AUFGABE:
Kopiere aus dem unten stehenden Textauszug über Zivilcourage wortgetreu den Abschnitt, der bei den Worten „Ideologische Gegnerschaft, so“ einsetzt. Hör nach den Worten „bzw. zu retten.“ auf.

TEXTAUSZUG:
⁂

Auch die mutige Selbstbehauptung der autonomen Persönlichkeit in einer diktatorisch "gleichgeschalteten", von Rassenhass und Nationalismus geprägten Gesellschaft nötigt als Beispiel für Zivilcourage Respekt ab und kann als vorbildlich gelten.

Ideologische Gegnerschaft, so sie den Kontakt (etwa durch Gespräche am Arbeitsplatz) zu anderen suchte, wirkte in der Tendenz als "Zersetzung der Wehrkraft", zumal wenn sie in der Konsequenz zur Sabotage der Rüstungswirtschaft fortschritt.

Humanitäre Hilfe für Zwangsarbeiter oder "Untergetauchte" (Juden, Soldaten) trug dazu bei, das Leben von Verfolgten zu erhalten bzw. zu retten.

⁂

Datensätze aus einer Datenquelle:
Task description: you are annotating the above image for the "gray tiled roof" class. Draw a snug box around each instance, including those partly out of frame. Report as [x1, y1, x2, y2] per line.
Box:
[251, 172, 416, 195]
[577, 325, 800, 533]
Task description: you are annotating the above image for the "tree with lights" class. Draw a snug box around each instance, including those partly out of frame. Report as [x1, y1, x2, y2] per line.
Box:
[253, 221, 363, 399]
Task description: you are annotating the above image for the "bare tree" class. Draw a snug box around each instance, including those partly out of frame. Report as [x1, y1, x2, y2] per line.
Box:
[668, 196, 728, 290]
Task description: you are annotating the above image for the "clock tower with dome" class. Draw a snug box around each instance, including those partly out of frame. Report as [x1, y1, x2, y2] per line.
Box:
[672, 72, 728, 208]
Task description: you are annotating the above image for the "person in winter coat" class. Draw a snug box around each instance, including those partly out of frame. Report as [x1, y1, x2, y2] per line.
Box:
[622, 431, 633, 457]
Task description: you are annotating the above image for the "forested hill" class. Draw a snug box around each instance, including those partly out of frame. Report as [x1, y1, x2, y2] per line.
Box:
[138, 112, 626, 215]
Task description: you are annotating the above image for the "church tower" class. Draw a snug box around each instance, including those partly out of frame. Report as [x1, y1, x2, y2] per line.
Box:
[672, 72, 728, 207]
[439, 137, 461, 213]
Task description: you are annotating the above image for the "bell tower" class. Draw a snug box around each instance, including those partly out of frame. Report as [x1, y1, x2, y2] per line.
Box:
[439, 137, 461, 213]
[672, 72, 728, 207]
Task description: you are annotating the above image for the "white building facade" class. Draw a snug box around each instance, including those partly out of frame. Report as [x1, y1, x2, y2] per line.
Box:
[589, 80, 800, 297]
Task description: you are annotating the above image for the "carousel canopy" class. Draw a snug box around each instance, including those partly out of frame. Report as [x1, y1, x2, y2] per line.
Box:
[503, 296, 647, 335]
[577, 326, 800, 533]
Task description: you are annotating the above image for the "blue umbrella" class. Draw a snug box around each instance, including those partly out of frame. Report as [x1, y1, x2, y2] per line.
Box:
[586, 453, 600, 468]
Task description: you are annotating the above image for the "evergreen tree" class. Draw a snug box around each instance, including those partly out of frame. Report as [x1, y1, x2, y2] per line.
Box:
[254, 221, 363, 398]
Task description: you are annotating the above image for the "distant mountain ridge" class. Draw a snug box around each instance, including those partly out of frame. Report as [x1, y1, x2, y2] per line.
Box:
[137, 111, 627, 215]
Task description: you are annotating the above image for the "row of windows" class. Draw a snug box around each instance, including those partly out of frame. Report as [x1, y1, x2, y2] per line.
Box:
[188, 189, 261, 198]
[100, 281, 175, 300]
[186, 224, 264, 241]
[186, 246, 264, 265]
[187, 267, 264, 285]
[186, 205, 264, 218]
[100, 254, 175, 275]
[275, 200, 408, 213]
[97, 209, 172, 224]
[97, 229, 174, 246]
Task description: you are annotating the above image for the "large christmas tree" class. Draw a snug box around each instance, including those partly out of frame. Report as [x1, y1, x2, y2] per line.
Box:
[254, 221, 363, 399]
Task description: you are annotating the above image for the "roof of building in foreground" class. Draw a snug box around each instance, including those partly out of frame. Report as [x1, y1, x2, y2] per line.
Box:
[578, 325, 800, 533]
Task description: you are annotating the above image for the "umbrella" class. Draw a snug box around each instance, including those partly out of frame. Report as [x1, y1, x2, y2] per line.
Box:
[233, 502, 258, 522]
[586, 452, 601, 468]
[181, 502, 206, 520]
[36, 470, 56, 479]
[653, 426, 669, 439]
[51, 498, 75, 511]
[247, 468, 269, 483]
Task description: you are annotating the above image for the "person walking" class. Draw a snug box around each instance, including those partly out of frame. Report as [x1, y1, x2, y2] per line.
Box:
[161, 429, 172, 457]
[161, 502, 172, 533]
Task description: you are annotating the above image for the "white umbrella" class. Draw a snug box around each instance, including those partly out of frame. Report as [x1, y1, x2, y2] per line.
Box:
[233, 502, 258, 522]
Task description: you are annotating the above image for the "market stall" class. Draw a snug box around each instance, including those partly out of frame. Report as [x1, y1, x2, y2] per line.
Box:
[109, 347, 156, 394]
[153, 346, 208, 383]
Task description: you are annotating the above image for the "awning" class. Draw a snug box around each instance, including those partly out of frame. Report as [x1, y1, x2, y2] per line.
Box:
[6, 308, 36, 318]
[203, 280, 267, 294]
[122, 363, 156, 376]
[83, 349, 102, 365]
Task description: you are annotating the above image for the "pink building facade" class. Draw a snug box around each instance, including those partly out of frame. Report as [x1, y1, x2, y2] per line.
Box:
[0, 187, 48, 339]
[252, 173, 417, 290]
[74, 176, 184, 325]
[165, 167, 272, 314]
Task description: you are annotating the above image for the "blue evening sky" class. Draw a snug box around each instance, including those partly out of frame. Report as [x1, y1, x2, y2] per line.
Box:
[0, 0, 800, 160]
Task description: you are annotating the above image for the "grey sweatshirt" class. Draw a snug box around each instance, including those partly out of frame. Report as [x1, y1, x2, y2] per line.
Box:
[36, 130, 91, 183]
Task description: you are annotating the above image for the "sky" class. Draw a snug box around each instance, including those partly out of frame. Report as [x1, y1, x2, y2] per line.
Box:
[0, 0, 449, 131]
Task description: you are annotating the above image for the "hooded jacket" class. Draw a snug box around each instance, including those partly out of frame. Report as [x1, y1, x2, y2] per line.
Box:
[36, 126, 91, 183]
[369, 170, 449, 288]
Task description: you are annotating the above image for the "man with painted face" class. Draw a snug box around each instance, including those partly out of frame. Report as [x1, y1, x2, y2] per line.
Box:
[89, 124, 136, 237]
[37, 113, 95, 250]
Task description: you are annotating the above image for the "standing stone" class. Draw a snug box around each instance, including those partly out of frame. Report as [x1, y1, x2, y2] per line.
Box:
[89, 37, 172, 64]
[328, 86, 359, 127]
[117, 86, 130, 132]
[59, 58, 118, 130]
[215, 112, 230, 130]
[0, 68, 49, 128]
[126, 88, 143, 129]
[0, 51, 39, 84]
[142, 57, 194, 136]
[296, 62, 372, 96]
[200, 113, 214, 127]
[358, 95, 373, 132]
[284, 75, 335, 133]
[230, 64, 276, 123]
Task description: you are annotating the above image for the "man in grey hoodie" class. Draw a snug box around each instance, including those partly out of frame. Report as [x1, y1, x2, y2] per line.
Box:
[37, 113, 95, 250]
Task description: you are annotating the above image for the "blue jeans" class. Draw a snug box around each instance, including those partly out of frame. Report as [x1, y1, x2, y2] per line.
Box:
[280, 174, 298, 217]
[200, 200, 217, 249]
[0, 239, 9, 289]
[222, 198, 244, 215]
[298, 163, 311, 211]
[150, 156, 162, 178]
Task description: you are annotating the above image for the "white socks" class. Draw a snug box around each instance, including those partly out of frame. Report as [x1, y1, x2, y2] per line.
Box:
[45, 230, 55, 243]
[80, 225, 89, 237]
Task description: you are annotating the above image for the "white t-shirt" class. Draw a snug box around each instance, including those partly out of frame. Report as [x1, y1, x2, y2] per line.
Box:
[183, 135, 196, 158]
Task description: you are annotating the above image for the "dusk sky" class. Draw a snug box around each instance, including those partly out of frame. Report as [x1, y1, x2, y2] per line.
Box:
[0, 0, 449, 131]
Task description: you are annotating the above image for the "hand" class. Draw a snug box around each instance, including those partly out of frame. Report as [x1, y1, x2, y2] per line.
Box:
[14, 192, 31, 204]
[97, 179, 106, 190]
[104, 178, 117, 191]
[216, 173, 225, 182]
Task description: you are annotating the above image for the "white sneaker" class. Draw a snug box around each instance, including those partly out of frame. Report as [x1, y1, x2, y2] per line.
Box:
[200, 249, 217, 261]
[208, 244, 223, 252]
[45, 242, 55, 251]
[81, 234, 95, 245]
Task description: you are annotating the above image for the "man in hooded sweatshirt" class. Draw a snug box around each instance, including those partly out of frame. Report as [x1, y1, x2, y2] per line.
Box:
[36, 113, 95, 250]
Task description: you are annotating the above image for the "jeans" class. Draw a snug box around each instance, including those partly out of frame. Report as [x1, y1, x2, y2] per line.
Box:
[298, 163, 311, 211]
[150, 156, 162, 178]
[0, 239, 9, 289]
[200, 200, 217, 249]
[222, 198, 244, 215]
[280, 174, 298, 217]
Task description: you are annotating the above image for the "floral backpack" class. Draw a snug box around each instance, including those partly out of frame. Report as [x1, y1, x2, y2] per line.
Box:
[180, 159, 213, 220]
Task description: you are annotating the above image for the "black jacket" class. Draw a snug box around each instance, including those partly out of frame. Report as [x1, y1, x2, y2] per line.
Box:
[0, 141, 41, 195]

⁂

DIE ANTWORT:
Ideologische Gegnerschaft, so sie den Kontakt (etwa durch Gespräche am Arbeitsplatz) zu anderen suchte, wirkte in der Tendenz als "Zersetzung der Wehrkraft", zumal wenn sie in der Konsequenz zur Sabotage der Rüstungswirtschaft fortschritt.

Humanitäre Hilfe für Zwangsarbeiter oder "Untergetauchte" (Juden, Soldaten) trug dazu bei, das Leben von Verfolgten zu erhalten bzw. zu retten.